#### YOUR OBJECTIVE
Reproduce the following lines word for word, leaving out the pictures.

#### DATA EXTRACTS

*** Begin section ***

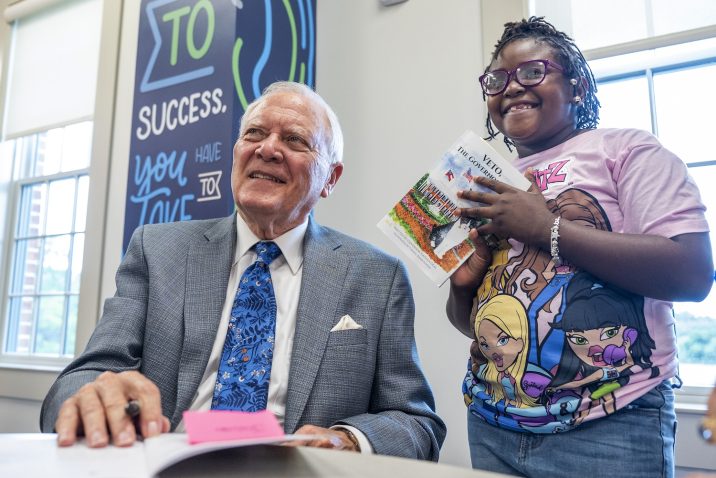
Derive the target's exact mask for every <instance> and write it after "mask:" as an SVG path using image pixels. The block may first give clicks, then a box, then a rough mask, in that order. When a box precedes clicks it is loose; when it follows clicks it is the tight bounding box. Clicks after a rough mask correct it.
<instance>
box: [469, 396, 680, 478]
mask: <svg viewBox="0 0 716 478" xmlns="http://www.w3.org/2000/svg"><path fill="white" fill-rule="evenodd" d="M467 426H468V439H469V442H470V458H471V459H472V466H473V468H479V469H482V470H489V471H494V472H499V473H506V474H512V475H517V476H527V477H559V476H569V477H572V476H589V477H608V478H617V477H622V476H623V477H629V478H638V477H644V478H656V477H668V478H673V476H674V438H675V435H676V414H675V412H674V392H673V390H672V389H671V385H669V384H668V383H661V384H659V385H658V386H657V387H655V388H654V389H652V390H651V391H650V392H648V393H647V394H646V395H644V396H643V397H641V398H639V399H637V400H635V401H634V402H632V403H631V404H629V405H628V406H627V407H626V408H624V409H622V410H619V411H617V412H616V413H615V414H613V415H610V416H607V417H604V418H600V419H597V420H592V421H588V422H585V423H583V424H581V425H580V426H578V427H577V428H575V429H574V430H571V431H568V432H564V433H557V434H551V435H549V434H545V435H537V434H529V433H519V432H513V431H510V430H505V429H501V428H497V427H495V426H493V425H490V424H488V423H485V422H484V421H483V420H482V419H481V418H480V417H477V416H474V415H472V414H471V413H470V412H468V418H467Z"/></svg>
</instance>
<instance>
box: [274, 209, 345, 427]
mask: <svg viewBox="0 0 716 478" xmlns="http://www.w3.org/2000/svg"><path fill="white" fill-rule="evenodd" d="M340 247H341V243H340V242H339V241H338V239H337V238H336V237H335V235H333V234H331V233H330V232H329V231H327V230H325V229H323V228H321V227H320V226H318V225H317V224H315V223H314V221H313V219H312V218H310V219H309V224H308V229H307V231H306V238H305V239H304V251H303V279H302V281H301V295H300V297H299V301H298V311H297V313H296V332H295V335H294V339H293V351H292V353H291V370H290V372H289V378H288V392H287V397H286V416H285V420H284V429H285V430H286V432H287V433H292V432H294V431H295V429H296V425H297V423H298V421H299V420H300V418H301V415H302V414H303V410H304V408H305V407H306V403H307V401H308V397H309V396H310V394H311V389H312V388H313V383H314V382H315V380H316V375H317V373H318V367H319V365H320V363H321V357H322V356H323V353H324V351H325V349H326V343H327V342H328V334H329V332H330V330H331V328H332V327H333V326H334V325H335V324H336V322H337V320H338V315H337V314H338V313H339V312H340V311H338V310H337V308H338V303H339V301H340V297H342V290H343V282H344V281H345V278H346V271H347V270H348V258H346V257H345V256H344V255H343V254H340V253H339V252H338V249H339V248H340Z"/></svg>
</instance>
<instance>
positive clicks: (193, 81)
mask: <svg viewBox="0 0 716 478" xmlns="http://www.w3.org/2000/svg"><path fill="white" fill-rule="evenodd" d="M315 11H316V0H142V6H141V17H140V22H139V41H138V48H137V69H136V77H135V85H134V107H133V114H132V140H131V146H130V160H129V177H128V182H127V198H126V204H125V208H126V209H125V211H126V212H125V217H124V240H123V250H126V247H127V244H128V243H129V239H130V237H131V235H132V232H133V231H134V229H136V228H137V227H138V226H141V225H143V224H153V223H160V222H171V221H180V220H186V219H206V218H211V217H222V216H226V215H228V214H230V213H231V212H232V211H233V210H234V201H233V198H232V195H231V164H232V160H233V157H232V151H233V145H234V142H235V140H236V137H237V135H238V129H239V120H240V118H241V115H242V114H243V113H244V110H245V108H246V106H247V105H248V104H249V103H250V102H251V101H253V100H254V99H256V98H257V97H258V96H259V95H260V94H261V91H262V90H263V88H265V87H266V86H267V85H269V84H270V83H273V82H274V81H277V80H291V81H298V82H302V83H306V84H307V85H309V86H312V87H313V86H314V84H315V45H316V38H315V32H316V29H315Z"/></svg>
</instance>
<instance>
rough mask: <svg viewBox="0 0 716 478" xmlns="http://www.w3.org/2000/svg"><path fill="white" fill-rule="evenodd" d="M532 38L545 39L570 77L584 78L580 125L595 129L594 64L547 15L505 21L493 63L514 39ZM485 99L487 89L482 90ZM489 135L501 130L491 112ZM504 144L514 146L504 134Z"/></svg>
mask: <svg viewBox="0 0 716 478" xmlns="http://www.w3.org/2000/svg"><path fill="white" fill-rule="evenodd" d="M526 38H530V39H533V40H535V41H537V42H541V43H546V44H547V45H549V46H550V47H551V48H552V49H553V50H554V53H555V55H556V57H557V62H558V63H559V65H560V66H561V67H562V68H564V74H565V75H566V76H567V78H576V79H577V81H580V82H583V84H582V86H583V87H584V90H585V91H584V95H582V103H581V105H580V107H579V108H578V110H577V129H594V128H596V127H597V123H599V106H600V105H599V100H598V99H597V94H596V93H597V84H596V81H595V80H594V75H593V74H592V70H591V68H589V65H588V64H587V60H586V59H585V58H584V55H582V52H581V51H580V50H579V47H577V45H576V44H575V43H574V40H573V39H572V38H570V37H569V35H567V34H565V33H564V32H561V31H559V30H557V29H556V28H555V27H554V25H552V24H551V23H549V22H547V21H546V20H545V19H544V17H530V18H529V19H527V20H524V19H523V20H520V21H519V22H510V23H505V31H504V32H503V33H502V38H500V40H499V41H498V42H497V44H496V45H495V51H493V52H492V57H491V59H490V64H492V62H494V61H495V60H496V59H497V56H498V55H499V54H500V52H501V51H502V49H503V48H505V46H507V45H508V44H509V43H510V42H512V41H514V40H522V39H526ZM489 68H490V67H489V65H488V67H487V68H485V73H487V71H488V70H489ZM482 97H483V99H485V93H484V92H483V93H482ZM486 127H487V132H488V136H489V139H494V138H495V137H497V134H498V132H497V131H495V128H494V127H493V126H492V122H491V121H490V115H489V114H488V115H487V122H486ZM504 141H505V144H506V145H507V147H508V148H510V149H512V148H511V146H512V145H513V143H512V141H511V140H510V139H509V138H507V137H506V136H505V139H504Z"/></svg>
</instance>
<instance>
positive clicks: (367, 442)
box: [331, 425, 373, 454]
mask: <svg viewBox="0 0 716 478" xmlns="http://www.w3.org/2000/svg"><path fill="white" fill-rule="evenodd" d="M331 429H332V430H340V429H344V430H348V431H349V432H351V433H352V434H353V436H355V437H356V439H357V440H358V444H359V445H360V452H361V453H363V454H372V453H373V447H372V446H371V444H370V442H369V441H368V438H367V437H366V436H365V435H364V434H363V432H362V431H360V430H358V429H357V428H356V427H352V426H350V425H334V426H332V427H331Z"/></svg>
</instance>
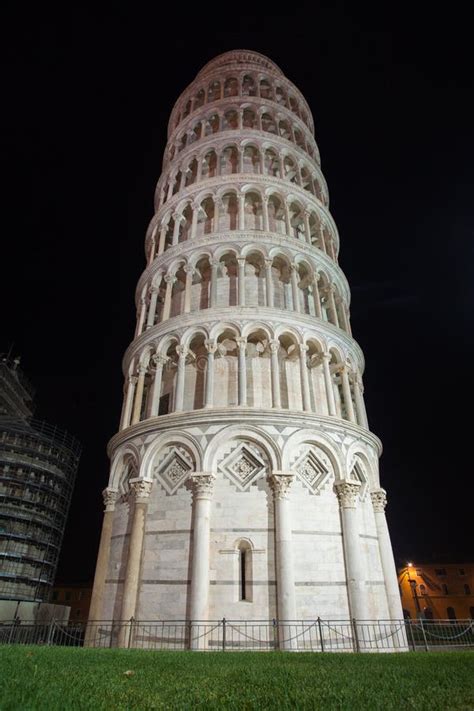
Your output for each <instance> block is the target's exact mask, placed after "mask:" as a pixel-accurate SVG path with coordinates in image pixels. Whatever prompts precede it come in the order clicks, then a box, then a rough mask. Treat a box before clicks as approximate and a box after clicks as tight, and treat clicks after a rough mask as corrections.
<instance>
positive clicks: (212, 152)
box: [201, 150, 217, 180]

*** End section ***

#### ANSWER SECTION
Derive the target's exact mask for every <instance> and write it after "mask:" as an SVG path using image pixels. The block may first give clicks, then a box, then a rough mask, in that order. When a box precedes clicks it is loose; when it follows clicks it is the tight bounding box. Clicks after a rough mask correct it.
<instance>
box: [469, 396, 680, 478]
mask: <svg viewBox="0 0 716 478" xmlns="http://www.w3.org/2000/svg"><path fill="white" fill-rule="evenodd" d="M467 426H468V439H469V442H470V458H471V459H472V466H473V468H479V469H482V470H489V471H494V472H499V473H506V474H512V475H517V476H527V477H559V476H569V477H572V476H589V477H608V478H617V477H622V476H623V477H629V478H638V477H644V478H656V477H668V478H673V476H674V438H675V435H676V414H675V412H674V392H673V390H672V389H671V385H669V384H668V383H661V384H659V385H658V386H657V387H655V388H654V389H652V390H651V391H650V392H648V393H647V394H646V395H644V396H643V397H641V398H639V399H637V400H635V401H634V402H632V403H631V404H629V405H628V406H627V407H626V408H624V409H622V410H619V411H617V412H616V413H615V414H613V415H610V416H607V417H604V418H600V419H597V420H592V421H588V422H585V423H583V424H581V425H580V426H578V427H577V428H575V429H574V430H571V431H568V432H564V433H557V434H551V435H549V434H545V435H537V434H529V433H519V432H513V431H510V430H505V429H501V428H497V427H495V426H493V425H490V424H488V423H485V422H484V421H483V420H482V419H481V418H480V417H477V416H474V415H472V414H471V413H470V412H468V418H467Z"/></svg>
</instance>
<instance>
box: [274, 209, 345, 427]
mask: <svg viewBox="0 0 716 478" xmlns="http://www.w3.org/2000/svg"><path fill="white" fill-rule="evenodd" d="M340 247H341V243H340V242H339V241H338V239H337V238H336V237H335V235H333V234H331V233H330V232H329V231H327V230H325V229H323V228H321V227H320V226H318V225H317V224H315V223H314V221H313V219H312V218H310V219H309V224H308V229H307V231H306V238H305V239H304V251H303V279H302V281H301V295H300V297H299V301H298V311H297V313H296V332H295V335H294V339H293V351H292V353H291V370H290V372H289V378H288V392H287V397H286V416H285V420H284V429H285V430H286V432H287V433H292V432H294V431H295V429H296V425H297V423H298V421H299V420H300V418H301V415H302V414H303V410H304V408H305V407H306V403H307V401H308V397H309V396H310V394H311V389H312V388H313V383H314V382H315V380H316V375H317V373H318V367H319V365H320V363H321V357H322V356H323V353H324V351H325V349H326V343H327V342H328V334H329V332H330V330H331V328H332V327H333V326H334V325H335V324H336V322H337V320H338V315H337V314H338V313H339V312H340V311H338V310H337V308H338V303H339V301H340V297H342V290H343V282H344V281H345V278H346V271H347V270H348V258H346V257H345V256H344V255H343V254H340V253H339V252H338V249H339V248H340Z"/></svg>
</instance>
<instance>
positive clicks: (193, 81)
mask: <svg viewBox="0 0 716 478" xmlns="http://www.w3.org/2000/svg"><path fill="white" fill-rule="evenodd" d="M315 11H316V0H142V6H141V17H140V22H139V41H138V48H137V69H136V77H135V85H134V107H133V114H132V140H131V146H130V160H129V177H128V182H127V198H126V204H125V208H126V209H125V211H126V212H125V217H124V240H123V250H126V247H127V244H128V243H129V239H130V237H131V235H132V232H133V231H134V229H136V228H137V227H138V226H141V225H143V224H153V223H160V222H171V221H180V220H186V219H206V218H211V217H222V216H226V215H228V214H230V213H231V212H232V211H233V210H234V201H233V198H232V195H231V164H232V160H233V157H232V151H233V145H234V142H235V140H236V137H237V135H238V129H239V120H240V118H241V115H242V114H243V113H244V110H245V108H246V106H247V105H248V104H249V103H250V102H251V101H253V100H254V99H256V98H257V97H258V96H259V95H260V94H261V91H262V90H263V88H265V87H266V86H267V85H269V84H270V83H273V82H274V81H277V80H291V81H298V82H302V83H306V84H307V85H309V86H312V87H313V86H314V84H315V45H316V38H315V32H316V29H315Z"/></svg>
</instance>
<instance>
rough mask: <svg viewBox="0 0 716 478" xmlns="http://www.w3.org/2000/svg"><path fill="white" fill-rule="evenodd" d="M532 38L545 39L570 77L584 78L580 125L595 129L594 64L547 15L505 21L493 63L514 39ZM485 99L487 89L482 90ZM489 135L501 130L491 112ZM504 144L514 146L504 134Z"/></svg>
mask: <svg viewBox="0 0 716 478" xmlns="http://www.w3.org/2000/svg"><path fill="white" fill-rule="evenodd" d="M526 38H530V39H533V40H535V41H537V42H541V43H546V44H547V45H549V46H550V47H551V48H552V49H553V50H554V53H555V55H556V57H557V62H558V63H559V65H560V66H561V67H562V68H564V74H565V75H566V76H567V78H576V79H577V81H580V82H583V84H582V86H583V87H584V90H585V91H584V95H582V103H581V105H580V107H579V108H578V110H577V129H594V128H596V127H597V123H599V106H600V105H599V100H598V99H597V94H596V93H597V84H596V81H595V80H594V75H593V74H592V70H591V68H589V65H588V64H587V60H586V59H585V58H584V55H582V52H581V51H580V50H579V47H577V45H576V44H575V43H574V40H573V39H572V38H570V37H569V35H567V34H565V33H564V32H561V31H559V30H557V29H556V28H555V27H554V25H552V24H551V23H549V22H547V21H546V20H545V19H544V17H530V18H529V19H527V20H524V19H523V20H520V21H519V22H510V23H505V31H504V32H503V33H502V38H500V40H499V41H498V42H497V44H496V45H495V51H493V52H492V57H491V59H490V64H492V62H494V61H495V60H496V59H497V56H498V55H499V54H500V52H501V51H502V49H503V48H505V46H507V45H508V44H509V43H510V42H512V41H514V40H522V39H526ZM489 68H490V67H489V65H488V67H487V68H485V73H487V71H488V70H489ZM482 97H483V99H485V93H484V92H483V93H482ZM486 127H487V132H488V136H489V139H494V138H495V137H497V134H498V132H497V131H495V128H494V127H493V126H492V122H491V121H490V115H489V114H488V115H487V122H486ZM504 141H505V144H506V145H507V147H508V148H510V149H512V148H511V146H512V145H513V143H512V141H511V140H510V139H509V138H507V137H506V136H505V139H504Z"/></svg>
</instance>
<instance>
positive clicks: (367, 442)
box: [331, 425, 373, 454]
mask: <svg viewBox="0 0 716 478" xmlns="http://www.w3.org/2000/svg"><path fill="white" fill-rule="evenodd" d="M331 429H332V430H340V429H344V430H348V431H349V432H351V433H352V434H353V436H355V437H356V439H357V440H358V444H359V445H360V452H361V453H363V454H372V453H373V447H372V446H371V444H370V442H369V441H368V438H367V437H366V436H365V435H364V434H363V432H362V431H360V430H358V429H357V428H356V427H352V426H350V425H334V426H332V427H331Z"/></svg>
</instance>
Your output for each <instance> block is the target's exact mask, placed after "mask:" as a pixel-accurate SVG path with coordinates in image pixels. Whatever prompts precede it come in the order clicks, then a box, then a rough mask. Treat a box before clicks as approximate and a box after clicks as tight, and treat clicks after a rough mask as corrections.
<instance>
positive clicks: (212, 152)
box: [201, 150, 217, 180]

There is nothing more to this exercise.